• **Text segment**

_ _ _ _ _

See accompanying Notes to Consolidated Financial Statements.





49

NOTES TO CONSOLIDATED FINANCIAL STATEMENTS
THE PNC FINANCIAL SERVICES GROUP, INC.


BUSINESS
The PNC Financial Services Group, Inc. ("Corporation" or "PNC") is one of the
largest diversified financial services companies in the United States, operating
businesses engaged in regional community banking; wholesale banking, including
corporate banking, real estate finance and asset-based lending; wealth
management; asset management and global fund processing services. The
Corporation provides certain products and services nationally and others in
PNC's primary geographic markets in Pennsylvania, New Jersey, Delaware, Ohio and
Kentucky. The Corporation also provides certain banking, asset management and
global fund processing services internationally. PNC is subject to intense
competition from other financial services companies and is subject to regulation
by various domestic and international authorities.

NOTE 1 ACCOUNTING POLICIES
BASIS OF FINANCIAL STATEMENT PRESENTATION
The unaudited interim consolidated financial statements ("consolidated financial
statements") include the accounts of PNC and its subsidiaries, most of which are
wholly owned, and certain partnership interests and variable interest entities.
Such statements have been prepared in accordance with accounting principles
generally accepted in the United States of America ("generally accepted
accounting principles" or "GAAP"). All significant intercompany accounts and
transactions have been eliminated. Certain prior-period amounts have been
reclassified to conform with the current period presentation. These
reclassifications did not impact the Corporation's consolidated financial
condition or results of operations.

In the opinion of management, the consolidated financial statements reflect all
adjustments of a normal recurring nature necessary for a fair statement of
results for the interim periods presented.

In preparing the consolidated financial statements, management is required to
make estimates and assumptions that affect the amounts reported. Actual results
may differ from such estimates and the differences may be material to the
consolidated financial statements.

The notes included herein should be read in conjunction with the audited
consolidated financial statements included in PNC's 2002 Annual Report on Form
10-K, as amended ("2002 Form 10-K").

INVESTMENTS
PNC has interests in various types of investments. The accounting for these
investments is dependent on a number of factors including, but not limited to,
items such as marketability of the investment, ownership interest, PNC's intent
and the nature of the investment.

_ _ _ _ _

[Items from a dataset]
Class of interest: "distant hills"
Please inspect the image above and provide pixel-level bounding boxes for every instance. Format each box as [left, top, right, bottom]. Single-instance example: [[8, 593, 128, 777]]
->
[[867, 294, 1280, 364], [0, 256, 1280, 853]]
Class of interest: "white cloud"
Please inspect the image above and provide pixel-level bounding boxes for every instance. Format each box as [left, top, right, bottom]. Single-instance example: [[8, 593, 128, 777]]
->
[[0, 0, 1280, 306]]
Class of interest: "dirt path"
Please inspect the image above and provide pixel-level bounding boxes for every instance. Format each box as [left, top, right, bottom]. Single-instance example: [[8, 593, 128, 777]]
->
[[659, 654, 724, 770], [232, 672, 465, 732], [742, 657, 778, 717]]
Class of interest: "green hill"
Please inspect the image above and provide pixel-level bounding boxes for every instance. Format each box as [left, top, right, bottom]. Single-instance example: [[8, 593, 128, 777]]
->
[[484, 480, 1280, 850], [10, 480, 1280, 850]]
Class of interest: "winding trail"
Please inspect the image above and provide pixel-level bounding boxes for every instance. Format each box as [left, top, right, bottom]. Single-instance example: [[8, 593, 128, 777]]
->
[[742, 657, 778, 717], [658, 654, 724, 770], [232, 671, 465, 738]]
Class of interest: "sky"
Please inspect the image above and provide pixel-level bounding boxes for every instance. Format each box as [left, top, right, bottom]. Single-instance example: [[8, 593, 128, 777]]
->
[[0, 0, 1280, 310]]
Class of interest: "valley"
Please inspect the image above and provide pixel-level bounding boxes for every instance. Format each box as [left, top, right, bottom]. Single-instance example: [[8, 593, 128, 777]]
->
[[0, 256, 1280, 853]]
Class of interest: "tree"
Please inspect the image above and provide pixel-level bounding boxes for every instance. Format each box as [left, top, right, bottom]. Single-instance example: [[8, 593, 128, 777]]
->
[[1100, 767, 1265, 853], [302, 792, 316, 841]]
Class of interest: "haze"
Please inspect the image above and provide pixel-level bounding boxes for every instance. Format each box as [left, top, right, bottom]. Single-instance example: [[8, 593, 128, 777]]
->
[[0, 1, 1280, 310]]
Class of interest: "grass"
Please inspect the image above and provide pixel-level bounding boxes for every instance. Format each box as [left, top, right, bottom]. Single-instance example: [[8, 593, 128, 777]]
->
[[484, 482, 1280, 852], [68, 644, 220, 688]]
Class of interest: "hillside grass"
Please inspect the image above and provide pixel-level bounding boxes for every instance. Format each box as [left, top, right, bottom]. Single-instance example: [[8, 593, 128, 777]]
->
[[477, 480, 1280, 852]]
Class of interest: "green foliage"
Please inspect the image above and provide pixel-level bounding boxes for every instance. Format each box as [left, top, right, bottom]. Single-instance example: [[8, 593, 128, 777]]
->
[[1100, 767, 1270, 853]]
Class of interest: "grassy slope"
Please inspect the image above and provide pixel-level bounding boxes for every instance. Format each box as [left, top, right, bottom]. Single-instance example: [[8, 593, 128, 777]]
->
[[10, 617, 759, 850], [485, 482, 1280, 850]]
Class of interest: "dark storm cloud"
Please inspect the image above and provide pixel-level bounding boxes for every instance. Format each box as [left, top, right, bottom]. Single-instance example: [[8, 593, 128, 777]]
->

_ _ _ _ _

• **List of tasks**
**A)** According to the PNC financial statement notes, which states make up PNC's primary geographic markets?
**B)** Continue the PNC financial statement notes from the point where they stop.
The lines play no part in this work.

• **Answers for the exercise**
**A)** Pennsylvania, New Jersey, Delaware, Ohio and Kentucky.

**B)**
Venture capital investments, which include direct investments in companies,
interests in limited partnerships, and general partnership interests, are
reported at estimated fair values. These estimates are based upon available
information and may not necessarily represent amounts that will ultimately be
realized through distribution, sale or liquidation of the investments. The
valuation procedures applied to direct investments include techniques such as
multiples of cash flow of the entity, independent appraisals of the entity or
the pricing used to value the entity in a recent financing transaction. Limited
partnership investments are valued based on the financial statements received
from the general partner, an independent third party. All venture capital
investments are included in the consolidated balance sheet under other assets.
Changes in the fair value of these assets are recognized in noninterest income.

Venture capital investments are consolidated when PNC is the sole general
partner in a limited partnership and the determination has been made that PNC
has control.

Equity investments other than venture capital investments are accounted for
under one of the following methods:

- - Marketable equity securities are accounted for at fair value based on the
securities' quoted market prices from a national securities exchange. Those
purchased with the intention of recognizing short-term profits are placed
in the trading account, carried at market value and classified as
short-term investments. Gains and losses on trading securities are included
in noninterest income. Marketable equity securities not classified as
trading are designated as securities available for sale and are carried at
fair value with unrealized gains and losses, net of income taxes, reflected
in accumulated other comprehensive income or loss.

- - Investments in nonmarketable equity securities are recorded using the cost
or equity method of accounting. The cost method is used for those
investments in which PNC does not have significant influence over the
investee. Under this method, there is no change to the cost basis unless
there is an other than temporary decline in value. If the decline is
determined to be other than temporary, the cost basis of the investment is
written down to a new cost basis that represents realizable value and the
amount of the write-down is accounted for as a realized loss in the period
in which the decline occurs. Dividends received on cost investments are
included in noninterest income. The equity method is used for those
investments in which PNC can have significant influence over the operations
of the investee. Under the equity method, PNC records its equity ownership
share of the net income or loss of the investee in noninterest income. PNC
records its nonmarketable equity securities in other assets.



50

Investments in limited partnerships are accounted for under either the cost
method or the equity method as described above for nonmarketable equity
securities. The equity method is used if PNC's limited partner ownership
interest in the partnership is greater than 3% to 5%. For the remaining limited
partnership investments, the cost method is used. Limited partnership
investments are included in other assets.

Investments are consolidated when PNC is the sole general partner in a limited
partnership and the determination has been made that PNC has control.
Unconsolidated general partnership interests where the determination has been
made that PNC does not have control are accounted for under the equity method.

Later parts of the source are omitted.